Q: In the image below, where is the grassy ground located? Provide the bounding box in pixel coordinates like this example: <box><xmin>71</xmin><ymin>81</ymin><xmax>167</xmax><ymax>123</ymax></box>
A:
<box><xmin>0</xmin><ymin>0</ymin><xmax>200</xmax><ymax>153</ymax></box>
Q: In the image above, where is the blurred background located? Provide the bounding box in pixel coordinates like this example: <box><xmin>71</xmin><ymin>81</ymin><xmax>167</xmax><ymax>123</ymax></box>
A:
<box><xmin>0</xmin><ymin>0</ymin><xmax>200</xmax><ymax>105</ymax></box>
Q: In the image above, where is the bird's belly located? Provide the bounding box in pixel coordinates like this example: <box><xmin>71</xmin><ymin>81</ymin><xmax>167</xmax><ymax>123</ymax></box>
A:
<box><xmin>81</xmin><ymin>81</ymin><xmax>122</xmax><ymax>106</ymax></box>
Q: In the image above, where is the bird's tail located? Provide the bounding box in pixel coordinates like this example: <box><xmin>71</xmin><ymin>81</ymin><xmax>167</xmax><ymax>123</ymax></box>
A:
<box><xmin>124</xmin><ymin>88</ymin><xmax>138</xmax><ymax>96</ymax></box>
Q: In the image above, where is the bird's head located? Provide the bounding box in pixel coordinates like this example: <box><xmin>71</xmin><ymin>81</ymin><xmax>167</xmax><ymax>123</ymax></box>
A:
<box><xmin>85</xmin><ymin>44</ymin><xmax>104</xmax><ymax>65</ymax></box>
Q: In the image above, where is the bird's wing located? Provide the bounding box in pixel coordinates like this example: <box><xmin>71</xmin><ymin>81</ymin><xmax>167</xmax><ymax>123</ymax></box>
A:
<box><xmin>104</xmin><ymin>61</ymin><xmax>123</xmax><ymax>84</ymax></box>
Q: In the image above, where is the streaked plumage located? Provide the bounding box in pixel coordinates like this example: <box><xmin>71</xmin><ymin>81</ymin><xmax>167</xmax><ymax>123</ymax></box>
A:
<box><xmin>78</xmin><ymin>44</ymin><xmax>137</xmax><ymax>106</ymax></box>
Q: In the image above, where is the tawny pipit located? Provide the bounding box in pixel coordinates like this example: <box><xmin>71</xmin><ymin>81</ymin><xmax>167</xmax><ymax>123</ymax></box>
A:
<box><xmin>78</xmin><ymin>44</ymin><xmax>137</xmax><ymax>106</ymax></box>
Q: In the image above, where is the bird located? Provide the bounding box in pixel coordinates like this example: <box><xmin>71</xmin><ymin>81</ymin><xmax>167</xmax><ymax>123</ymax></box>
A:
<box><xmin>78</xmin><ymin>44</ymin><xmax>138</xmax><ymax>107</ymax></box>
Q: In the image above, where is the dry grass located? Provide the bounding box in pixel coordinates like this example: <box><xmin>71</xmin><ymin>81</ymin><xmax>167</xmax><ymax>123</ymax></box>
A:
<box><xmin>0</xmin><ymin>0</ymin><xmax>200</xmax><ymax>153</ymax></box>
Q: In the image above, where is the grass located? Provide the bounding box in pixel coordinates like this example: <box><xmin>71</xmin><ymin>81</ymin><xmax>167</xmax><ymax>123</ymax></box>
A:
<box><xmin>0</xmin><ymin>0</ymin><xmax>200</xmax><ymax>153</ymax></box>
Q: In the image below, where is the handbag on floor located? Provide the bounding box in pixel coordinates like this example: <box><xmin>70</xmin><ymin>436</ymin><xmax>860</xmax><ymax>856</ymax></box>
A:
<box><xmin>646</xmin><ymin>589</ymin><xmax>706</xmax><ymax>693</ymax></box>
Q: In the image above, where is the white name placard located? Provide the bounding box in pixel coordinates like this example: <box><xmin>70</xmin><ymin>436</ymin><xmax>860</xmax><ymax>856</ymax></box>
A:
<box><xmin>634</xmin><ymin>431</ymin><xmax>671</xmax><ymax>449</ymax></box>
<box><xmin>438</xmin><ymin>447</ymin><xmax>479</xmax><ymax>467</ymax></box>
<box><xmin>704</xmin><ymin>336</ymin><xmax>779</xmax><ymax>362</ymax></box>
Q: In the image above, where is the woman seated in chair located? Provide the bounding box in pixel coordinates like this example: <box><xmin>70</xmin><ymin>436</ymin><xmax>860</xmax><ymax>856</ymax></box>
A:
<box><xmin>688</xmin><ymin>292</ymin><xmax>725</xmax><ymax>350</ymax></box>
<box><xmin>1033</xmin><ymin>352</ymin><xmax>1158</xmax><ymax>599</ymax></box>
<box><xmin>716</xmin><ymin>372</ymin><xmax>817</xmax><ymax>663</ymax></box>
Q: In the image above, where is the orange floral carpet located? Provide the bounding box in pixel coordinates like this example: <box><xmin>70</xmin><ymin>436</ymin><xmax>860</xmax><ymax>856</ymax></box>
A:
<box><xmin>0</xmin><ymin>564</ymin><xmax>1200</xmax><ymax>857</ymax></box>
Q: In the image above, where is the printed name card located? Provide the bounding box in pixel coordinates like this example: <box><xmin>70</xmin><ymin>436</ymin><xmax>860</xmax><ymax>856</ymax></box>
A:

Objective:
In the listing above, find the line containing "Q: In the image above, where is the orange" and please quote exactly that line through the last one, and no other lines.

Answer to this exercise:
Q: In the image above, where is the orange floral carpet located? Provide the bounding box in pixel coordinates like this example: <box><xmin>70</xmin><ymin>436</ymin><xmax>860</xmax><ymax>856</ymax></box>
A:
<box><xmin>0</xmin><ymin>564</ymin><xmax>1200</xmax><ymax>857</ymax></box>
Q: In the image above, where is the printed name card located? Provide the bounding box in pixel coordinates like this example: <box><xmin>70</xmin><ymin>436</ymin><xmax>860</xmax><ymax>856</ymax></box>
A:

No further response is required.